**Rows from a pointing dataset:**
########################################
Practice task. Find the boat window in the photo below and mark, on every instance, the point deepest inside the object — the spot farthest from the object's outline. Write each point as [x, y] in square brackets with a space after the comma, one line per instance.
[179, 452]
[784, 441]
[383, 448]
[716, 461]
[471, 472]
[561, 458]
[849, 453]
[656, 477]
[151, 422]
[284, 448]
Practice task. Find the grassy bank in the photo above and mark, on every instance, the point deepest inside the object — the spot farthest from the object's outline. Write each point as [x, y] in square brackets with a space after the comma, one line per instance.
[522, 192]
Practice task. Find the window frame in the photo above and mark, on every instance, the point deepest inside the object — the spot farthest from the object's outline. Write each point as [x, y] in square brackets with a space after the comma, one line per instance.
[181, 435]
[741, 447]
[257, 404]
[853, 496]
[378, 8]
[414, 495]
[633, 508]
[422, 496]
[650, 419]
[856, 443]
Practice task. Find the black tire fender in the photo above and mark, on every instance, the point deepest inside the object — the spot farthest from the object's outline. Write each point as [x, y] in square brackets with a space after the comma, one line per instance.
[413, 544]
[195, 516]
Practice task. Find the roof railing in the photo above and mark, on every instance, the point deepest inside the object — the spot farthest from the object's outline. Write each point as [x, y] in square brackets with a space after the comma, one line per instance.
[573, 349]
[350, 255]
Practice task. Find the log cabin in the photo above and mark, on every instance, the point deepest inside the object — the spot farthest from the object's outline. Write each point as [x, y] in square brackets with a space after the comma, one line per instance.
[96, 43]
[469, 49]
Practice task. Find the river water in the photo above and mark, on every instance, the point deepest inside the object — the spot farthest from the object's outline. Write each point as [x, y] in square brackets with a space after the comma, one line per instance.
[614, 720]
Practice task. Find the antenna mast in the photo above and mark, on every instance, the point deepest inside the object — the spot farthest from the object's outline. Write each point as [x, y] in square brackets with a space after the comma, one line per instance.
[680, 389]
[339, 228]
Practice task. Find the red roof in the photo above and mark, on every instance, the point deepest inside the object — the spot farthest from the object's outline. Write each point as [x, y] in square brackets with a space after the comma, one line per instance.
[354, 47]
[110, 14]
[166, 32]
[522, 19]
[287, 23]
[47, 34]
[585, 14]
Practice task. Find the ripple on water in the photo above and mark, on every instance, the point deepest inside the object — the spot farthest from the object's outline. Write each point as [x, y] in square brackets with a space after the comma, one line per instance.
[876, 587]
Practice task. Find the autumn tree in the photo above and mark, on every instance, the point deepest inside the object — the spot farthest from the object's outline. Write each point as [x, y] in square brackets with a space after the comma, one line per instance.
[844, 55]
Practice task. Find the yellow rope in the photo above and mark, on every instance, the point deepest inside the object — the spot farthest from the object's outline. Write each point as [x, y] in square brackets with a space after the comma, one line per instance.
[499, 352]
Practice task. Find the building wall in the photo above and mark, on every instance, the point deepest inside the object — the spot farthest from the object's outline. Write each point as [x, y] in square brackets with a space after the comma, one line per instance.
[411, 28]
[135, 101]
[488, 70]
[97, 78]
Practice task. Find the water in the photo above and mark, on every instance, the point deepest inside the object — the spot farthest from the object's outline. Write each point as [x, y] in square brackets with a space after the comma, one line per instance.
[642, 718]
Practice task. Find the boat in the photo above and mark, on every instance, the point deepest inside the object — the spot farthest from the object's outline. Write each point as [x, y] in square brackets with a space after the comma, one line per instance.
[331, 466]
########################################
**To do:** Output every line of the listing above as a Markdown table with the columns Row and Line, numbering the rows in order. Leave out blank lines.

**Finished task:**
| Row | Line |
|---|---|
| 1 | Practice task. Find the boat window in the photo below and mark, on every instance, the point deepest inside the object — the spot farthest from the object's outline. Write each point as [x, y] in square brackets with a space after the comma, one line per instance. |
| 2 | [179, 452] |
| 3 | [784, 441] |
| 4 | [383, 448] |
| 5 | [716, 461] |
| 6 | [471, 472] |
| 7 | [561, 458] |
| 8 | [849, 453] |
| 9 | [656, 477] |
| 10 | [151, 422] |
| 11 | [284, 448] |
| 12 | Practice task. Find the grassy bank in the photo above and mark, on every instance, the point deepest inside the object — the spot farthest from the object's outline. Write each point as [x, y] in square brackets with a space after the comma, one line per instance. |
| 13 | [522, 192] |
| 14 | Practice task. Find the window frame in the photo above and mark, on every instance, the point deepest inside the object — the spot farthest from the object's outline. Write each point as [x, y] in square brackets with a space after the comma, one line per instance. |
| 15 | [181, 435] |
| 16 | [741, 447] |
| 17 | [257, 404] |
| 18 | [853, 496] |
| 19 | [378, 8] |
| 20 | [414, 495] |
| 21 | [633, 508] |
| 22 | [422, 496] |
| 23 | [650, 419] |
| 24 | [856, 443] |
| 25 | Practice task. Find the black tire fender in the photo above and mark, on every instance, the point deepest inside the object — the spot farthest from the object's outline. Write each point as [x, y] in square brackets with a space after the comma, one line per instance. |
| 26 | [413, 544] |
| 27 | [195, 516] |
| 28 | Practice task. Find the roof railing in the photo above and mark, on every instance, the point deepest inside the object — the spot farthest from the object's outline. Write each point as [x, y] in square brackets with a space after the comma, one line per instance. |
| 29 | [573, 349] |
| 30 | [350, 255] |
| 31 | Practice task. Find the log cabin in the photo above and mark, on every instance, the point deepest inside the object — the spot farthest from the object's outline. Write each point as [x, y] in square brackets with a space after the comma, one line per instance. |
| 32 | [96, 43] |
| 33 | [469, 49] |
| 34 | Practice task. Find the river water in the photo above and mark, on every instance, the point deepest inside the object — the spot farthest from the object's outline. Write each point as [x, y] in square brackets with a space after the comma, one line per instance. |
| 35 | [614, 720] |
| 36 | Practice task. Find the antenna mast in the photo above and mark, on every instance, the point deepest inside the object — the spot farthest from the object's outline. Write each point as [x, y] in square brackets with a space after the comma, one line per instance. |
| 37 | [680, 389] |
| 38 | [339, 228] |
| 39 | Practice task. Find the red roof in the photo above and mark, on every instance, the point deepest inside the object — the spot farthest from the object's outline. Write each point as [x, y] in square brackets with a space after the comma, one line per instance. |
| 40 | [354, 47] |
| 41 | [110, 14] |
| 42 | [166, 32] |
| 43 | [522, 19] |
| 44 | [287, 23] |
| 45 | [47, 34] |
| 46 | [585, 14] |
| 47 | Practice task. Find the ripple on water in the photo above and mark, on every instance, the point deepest inside the object — the spot farthest from the object's outline. Write each point as [x, y] in square brackets with a space after the comma, one line per instance. |
| 48 | [876, 587] |
| 49 | Practice task. Find the autumn tree in the photo above and mark, on every instance, the point deepest inside the object — the spot farthest from the object's outline. Write each point as [x, y] in square brackets with a space after the comma, one line per instance. |
| 50 | [844, 55] |
| 51 | Practice task. Find the yellow rope in the photo above and mark, on every instance, the point deepest inside the object — the spot farthest from the object's outline. Write each point as [x, y] in square brackets with a space after the comma, one line per instance. |
| 52 | [499, 352] |
| 53 | Practice task. Find the building wall in the photo above and mark, on every instance, the point deepest inside the object — the spot farthest from the object's outline. Write each point as [x, y] in square brackets with a space after the comma, one line per instance. |
| 54 | [411, 28] |
| 55 | [135, 101] |
| 56 | [488, 70] |
| 57 | [97, 78] |
| 58 | Practice task. Find the water in the photo above and mark, on every instance, the point deepest inside the object — the spot farthest from the object's outline. Write each point as [x, y] in square brackets with a space after the comma, one line per instance. |
| 59 | [642, 718] |
| 60 | Practice task. Find the boat in the photo above and mark, on every instance, the point deepest inside the object — the spot farthest from the object's outline. Write each point as [x, y] in square brackets with a space after the comma, one line per instance. |
| 61 | [331, 466] |